Given instruction 1: Reproduce the passage of the NiFi deployment page below that opens with the words containing "Deploy the Driverless AI MOJO Scoring" and closes with "Scoring Pipeline 2.4.8)".

** START OF Extracted text **

Skip to content

Latest commit

 

History

History

mojo-nifi

Deploy Driverless AI MOJO within a NiFi Data Flow

Cloudera Integration Point for CDF

Deploy the Driverless AI MOJO Scoring Pipeline to Apache NiFi by using the MOJO2 Java Runtime API and a custom NiFi processor. This will be a Cloudera Integration point for Cloudera Data Flow (CDF), particulary Cloudera Flow Management (CFM). CFM is powered by Apache NiFi.

Video Walkthrough

The following link is a YouTube video that shows how to deploy the Driverless AI MOJO to NiFi to do batch and real-time scoring on Hydraulic System data to classify for Hydraulic Cooling Condition: NiFi Custom Processor for Running the Driverless AI MOJO in NiFi DataFlow

Prerequisites

  • Driverless AI Environment (Tested with Driverless AI 1.9.0, MOJO Scoring Pipeline 2.4.8)

** END OF Extracted text **

Given instruction 2: Report every line of the records below that contains the string "label", copying each line in full.

** START OF Data section **

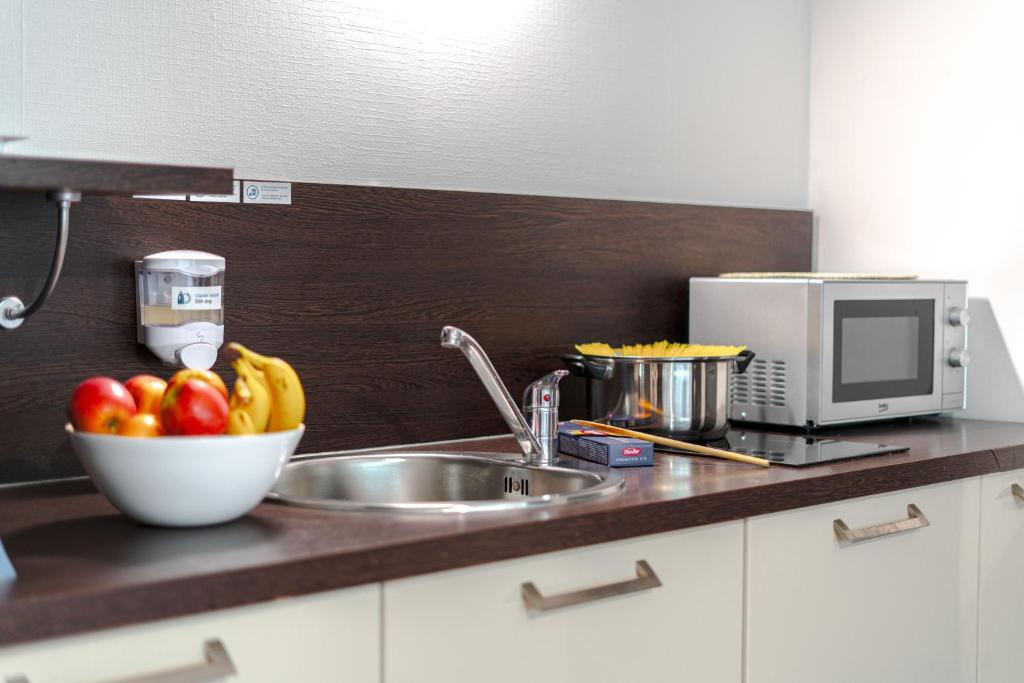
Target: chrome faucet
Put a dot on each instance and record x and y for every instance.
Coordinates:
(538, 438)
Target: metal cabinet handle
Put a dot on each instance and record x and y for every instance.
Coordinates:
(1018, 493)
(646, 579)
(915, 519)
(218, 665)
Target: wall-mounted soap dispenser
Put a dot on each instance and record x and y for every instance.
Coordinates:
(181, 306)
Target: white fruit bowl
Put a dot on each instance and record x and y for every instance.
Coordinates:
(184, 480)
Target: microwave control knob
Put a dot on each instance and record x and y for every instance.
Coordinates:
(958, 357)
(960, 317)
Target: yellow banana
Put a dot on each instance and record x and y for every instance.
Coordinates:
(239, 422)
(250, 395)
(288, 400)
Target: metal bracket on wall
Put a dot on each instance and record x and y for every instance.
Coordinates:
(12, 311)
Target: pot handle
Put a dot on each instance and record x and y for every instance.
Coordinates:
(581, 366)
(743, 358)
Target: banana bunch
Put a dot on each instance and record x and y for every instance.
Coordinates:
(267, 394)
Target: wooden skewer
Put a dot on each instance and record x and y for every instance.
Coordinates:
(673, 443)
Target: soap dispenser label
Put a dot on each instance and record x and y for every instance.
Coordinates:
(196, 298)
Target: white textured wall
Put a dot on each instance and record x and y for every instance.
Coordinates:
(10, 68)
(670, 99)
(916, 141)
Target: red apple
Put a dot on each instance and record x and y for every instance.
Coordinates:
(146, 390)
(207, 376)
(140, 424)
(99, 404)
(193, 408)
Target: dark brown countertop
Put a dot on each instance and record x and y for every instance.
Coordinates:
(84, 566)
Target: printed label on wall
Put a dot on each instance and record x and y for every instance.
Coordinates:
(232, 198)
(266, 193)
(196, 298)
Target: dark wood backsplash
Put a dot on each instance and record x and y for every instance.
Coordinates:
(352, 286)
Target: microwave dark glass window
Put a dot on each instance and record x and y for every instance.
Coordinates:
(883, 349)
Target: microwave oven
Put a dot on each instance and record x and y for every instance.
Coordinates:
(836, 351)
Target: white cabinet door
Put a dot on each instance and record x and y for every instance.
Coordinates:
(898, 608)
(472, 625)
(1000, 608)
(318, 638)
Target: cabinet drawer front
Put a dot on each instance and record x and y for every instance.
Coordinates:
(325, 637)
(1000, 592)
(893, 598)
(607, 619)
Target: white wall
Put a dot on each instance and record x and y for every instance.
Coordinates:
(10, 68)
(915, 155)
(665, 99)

** END OF Data section **
** START OF Data section **

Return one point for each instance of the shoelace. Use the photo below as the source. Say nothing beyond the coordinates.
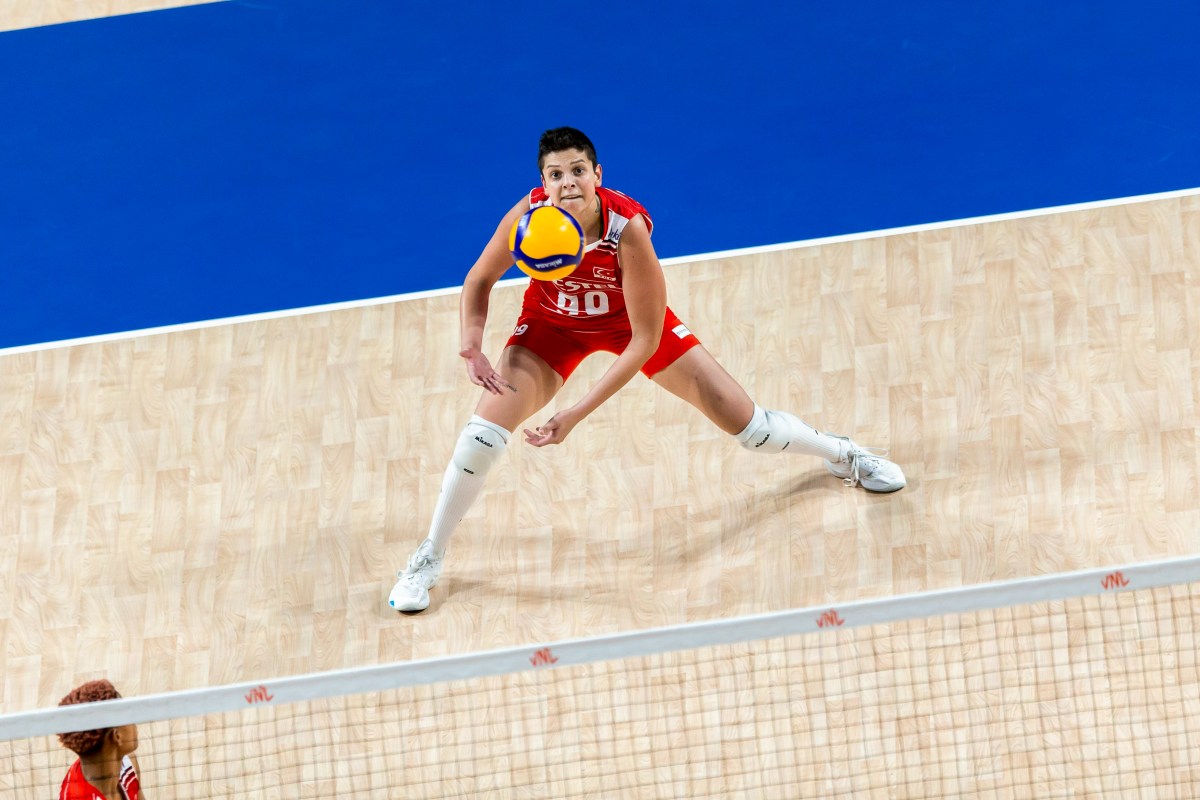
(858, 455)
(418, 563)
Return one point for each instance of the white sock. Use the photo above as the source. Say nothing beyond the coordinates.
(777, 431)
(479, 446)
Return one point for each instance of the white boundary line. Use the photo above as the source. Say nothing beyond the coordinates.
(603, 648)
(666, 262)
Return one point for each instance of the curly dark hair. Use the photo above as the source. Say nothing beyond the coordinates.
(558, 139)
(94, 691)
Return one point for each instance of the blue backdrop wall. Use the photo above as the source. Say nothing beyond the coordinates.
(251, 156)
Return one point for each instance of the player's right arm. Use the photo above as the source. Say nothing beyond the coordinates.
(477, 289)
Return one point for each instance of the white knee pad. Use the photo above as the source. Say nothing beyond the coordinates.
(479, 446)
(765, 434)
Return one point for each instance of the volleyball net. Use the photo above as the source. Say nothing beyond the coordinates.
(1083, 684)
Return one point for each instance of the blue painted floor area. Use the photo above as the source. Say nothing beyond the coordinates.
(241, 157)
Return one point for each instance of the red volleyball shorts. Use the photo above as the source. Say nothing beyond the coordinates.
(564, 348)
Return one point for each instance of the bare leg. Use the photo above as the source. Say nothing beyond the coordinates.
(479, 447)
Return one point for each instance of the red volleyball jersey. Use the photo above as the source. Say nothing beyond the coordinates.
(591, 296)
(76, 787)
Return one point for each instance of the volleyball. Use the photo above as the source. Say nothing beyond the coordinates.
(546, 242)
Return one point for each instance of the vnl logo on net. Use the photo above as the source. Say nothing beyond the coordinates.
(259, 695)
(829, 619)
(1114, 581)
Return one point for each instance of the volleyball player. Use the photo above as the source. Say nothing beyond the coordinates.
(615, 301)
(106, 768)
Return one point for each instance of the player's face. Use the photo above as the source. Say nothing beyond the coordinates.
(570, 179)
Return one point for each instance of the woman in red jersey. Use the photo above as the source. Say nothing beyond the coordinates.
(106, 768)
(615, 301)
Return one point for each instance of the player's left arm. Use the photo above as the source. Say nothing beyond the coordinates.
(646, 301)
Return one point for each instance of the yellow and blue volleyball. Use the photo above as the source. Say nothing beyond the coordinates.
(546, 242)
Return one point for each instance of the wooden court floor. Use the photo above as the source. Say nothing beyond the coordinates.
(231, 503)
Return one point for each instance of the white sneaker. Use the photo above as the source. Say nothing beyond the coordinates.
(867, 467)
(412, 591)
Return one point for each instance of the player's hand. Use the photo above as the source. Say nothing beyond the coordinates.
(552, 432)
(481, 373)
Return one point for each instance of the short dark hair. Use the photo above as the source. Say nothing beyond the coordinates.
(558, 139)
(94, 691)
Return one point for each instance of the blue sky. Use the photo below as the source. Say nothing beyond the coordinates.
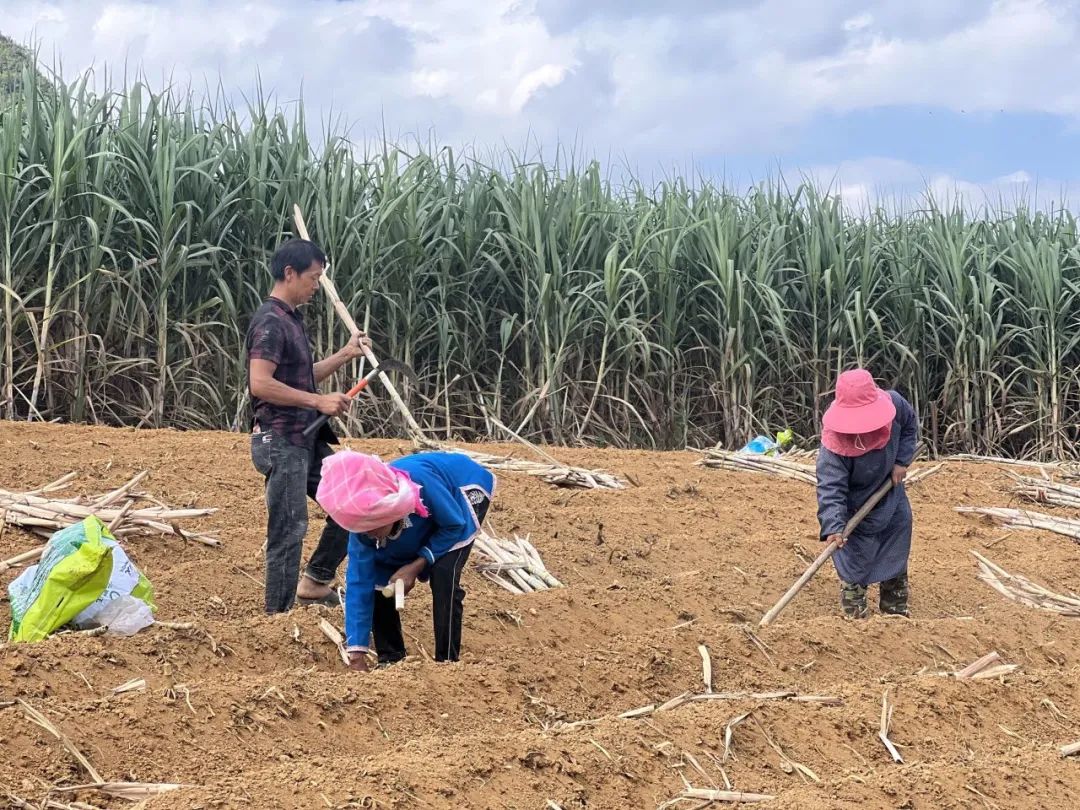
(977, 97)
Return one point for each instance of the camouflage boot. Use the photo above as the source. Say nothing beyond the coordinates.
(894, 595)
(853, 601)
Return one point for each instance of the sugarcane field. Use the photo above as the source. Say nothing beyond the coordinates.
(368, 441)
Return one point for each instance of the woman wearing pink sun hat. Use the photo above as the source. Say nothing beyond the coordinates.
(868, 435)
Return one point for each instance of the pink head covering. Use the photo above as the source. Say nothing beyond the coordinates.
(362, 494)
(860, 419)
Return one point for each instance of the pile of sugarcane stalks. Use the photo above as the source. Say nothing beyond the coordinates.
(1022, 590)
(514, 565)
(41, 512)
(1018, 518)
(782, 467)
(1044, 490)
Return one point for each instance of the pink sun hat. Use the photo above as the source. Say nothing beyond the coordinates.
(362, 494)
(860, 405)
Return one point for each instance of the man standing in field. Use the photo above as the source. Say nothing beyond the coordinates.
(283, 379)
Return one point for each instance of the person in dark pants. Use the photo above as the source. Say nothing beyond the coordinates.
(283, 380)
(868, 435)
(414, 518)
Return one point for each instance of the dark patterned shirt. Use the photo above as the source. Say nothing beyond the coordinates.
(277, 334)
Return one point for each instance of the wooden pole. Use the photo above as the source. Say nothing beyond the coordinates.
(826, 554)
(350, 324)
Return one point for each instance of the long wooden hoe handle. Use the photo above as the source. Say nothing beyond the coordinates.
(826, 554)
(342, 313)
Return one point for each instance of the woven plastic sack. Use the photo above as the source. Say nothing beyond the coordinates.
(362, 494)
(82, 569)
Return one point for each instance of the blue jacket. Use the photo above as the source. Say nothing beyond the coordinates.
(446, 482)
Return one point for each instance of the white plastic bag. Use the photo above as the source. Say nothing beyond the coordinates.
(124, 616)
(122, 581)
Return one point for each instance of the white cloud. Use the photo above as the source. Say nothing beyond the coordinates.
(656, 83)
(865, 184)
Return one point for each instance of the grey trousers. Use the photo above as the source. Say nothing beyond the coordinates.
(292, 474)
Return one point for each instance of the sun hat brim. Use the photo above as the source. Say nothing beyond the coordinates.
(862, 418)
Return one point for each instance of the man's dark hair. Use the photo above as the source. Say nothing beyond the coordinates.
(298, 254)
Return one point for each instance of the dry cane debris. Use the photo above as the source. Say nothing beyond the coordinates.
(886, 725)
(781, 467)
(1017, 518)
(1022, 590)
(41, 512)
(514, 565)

** END OF Data section **

Problem solution 1:
Deploy the Driverless AI MOJO Scoring Pipeline to Apache NiFi by using the MOJO2 Java Runtime API and a custom NiFi processor. This will be a Cloudera Integration point for Cloudera Data Flow (CDF), particulary Cloudera Flow Management (CFM). CFM is powered by Apache NiFi.

Video Walkthrough

The following link is a YouTube video that shows how to deploy the Driverless AI MOJO to NiFi to do batch and real-time scoring on Hydraulic System data to classify for Hydraulic Cooling Condition: NiFi Custom Processor for Running the Driverless AI MOJO in NiFi DataFlow

Prerequisites

  • Driverless AI Environment (Tested with Driverless AI 1.9.0, MOJO Scoring Pipeline 2.4.8)

Problem solution 2:
Target: soap dispenser label
Target: printed label on wall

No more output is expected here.